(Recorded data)
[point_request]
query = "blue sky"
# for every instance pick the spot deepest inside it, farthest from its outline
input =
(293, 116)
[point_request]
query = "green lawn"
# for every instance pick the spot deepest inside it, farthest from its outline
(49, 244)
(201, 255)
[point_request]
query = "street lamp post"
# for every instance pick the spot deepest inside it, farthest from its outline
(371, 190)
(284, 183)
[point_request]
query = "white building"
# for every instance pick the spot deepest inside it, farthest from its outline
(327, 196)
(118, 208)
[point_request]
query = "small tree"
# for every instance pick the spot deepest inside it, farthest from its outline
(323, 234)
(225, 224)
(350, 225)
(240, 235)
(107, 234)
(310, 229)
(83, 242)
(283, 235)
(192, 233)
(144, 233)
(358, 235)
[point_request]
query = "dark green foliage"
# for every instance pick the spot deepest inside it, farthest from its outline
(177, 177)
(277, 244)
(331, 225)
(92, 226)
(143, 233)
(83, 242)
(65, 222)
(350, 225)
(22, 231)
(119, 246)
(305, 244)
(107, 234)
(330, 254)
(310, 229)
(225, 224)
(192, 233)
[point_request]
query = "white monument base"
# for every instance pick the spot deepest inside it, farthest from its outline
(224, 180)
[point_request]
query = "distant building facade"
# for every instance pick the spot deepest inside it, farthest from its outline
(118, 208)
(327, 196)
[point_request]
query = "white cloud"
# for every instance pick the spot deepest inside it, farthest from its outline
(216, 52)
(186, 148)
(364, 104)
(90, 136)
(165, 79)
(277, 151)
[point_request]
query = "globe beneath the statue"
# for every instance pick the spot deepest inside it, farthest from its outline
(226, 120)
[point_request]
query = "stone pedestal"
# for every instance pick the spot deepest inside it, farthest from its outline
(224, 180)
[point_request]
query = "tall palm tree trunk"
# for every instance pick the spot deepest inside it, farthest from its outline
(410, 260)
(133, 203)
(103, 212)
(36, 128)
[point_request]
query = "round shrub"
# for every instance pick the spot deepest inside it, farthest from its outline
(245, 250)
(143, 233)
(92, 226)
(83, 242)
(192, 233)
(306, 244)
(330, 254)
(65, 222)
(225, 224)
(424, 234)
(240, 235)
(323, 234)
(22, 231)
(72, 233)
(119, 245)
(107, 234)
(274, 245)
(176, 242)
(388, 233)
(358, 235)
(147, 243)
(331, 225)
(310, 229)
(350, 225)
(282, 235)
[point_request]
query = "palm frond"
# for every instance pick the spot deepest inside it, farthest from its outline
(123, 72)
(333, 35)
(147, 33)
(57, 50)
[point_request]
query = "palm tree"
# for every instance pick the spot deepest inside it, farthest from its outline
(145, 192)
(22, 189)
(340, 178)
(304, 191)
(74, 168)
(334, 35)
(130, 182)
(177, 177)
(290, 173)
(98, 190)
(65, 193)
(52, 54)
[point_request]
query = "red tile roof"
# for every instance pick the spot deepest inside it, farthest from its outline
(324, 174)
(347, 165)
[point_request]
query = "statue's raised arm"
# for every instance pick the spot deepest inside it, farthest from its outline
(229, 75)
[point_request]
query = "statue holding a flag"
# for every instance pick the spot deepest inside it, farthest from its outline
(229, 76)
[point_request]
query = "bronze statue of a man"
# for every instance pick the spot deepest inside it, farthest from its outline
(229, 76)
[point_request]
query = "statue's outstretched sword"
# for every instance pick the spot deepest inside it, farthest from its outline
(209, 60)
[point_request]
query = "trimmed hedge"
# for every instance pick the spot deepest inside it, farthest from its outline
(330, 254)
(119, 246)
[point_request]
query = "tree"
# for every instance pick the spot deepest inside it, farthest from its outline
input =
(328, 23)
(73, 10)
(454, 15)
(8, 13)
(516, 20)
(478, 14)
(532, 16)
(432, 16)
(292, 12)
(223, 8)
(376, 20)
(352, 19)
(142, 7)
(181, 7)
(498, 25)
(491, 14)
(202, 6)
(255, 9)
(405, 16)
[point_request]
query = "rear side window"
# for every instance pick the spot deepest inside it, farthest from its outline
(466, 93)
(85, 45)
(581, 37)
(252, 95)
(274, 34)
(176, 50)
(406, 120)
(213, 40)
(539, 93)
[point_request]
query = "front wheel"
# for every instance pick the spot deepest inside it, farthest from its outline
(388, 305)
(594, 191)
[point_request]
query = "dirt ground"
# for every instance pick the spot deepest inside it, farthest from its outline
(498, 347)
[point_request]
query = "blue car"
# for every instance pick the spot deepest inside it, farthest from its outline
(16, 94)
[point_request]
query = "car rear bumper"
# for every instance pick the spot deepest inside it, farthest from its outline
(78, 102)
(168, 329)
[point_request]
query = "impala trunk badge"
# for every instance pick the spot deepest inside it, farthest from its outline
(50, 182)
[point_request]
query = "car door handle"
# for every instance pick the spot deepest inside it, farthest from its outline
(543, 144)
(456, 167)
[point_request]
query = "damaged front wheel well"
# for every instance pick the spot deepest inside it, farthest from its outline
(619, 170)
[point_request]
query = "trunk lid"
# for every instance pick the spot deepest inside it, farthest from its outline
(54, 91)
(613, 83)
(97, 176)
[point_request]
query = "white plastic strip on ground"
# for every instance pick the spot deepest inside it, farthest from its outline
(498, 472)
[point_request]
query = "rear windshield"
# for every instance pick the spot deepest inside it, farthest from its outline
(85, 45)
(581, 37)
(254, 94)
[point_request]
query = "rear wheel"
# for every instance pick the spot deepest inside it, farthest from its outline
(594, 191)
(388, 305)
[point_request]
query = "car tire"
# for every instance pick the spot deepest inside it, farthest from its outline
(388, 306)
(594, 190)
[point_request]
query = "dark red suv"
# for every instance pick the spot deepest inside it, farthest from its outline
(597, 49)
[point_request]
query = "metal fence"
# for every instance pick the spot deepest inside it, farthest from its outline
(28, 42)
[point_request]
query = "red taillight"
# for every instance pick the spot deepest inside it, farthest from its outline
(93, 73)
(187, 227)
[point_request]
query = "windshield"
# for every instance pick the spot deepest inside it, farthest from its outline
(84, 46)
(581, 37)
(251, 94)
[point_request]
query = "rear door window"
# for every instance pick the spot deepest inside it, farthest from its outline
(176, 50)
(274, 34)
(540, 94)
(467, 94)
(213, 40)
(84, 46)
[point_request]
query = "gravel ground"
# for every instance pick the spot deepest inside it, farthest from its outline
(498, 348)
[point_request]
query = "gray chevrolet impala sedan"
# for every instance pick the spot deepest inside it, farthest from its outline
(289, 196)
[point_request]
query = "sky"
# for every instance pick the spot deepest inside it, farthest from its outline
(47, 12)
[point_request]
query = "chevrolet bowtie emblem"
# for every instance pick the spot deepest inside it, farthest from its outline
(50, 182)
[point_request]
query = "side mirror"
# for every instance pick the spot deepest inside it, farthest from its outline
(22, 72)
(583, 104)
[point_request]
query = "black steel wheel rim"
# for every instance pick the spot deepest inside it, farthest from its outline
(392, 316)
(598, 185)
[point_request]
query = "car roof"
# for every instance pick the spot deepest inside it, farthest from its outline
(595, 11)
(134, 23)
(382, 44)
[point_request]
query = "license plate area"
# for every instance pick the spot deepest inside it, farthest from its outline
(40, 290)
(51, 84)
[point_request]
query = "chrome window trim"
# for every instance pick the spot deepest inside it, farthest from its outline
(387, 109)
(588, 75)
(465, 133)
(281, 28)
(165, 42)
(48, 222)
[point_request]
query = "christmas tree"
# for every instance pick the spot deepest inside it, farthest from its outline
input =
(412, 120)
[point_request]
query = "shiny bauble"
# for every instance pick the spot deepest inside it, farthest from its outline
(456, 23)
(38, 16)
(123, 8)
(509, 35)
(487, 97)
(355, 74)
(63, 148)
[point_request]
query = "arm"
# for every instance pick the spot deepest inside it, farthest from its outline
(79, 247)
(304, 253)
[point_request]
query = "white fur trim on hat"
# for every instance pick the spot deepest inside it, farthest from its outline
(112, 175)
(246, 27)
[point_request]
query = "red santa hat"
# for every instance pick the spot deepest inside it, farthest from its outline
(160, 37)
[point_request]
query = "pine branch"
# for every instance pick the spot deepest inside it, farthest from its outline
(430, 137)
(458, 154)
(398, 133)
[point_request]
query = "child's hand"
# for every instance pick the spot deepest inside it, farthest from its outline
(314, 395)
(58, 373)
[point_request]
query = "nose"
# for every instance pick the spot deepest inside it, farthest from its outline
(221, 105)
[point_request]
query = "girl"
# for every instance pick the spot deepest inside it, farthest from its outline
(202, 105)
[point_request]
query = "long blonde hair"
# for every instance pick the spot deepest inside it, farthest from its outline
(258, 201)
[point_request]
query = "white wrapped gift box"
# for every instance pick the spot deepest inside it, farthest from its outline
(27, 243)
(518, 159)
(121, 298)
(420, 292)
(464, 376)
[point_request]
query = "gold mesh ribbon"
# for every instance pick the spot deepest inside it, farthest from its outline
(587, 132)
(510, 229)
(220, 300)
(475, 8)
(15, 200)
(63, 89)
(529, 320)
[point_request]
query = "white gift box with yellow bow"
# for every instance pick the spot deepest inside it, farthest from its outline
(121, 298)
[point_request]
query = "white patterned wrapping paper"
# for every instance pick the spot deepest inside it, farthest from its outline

**Written request:** Pick out every line of the listing above that contains the word "palm", and copy each one. Case counts.

**Completed task:**
query = "tall palm tree trunk"
query = "palm frond"
query = "palm tree"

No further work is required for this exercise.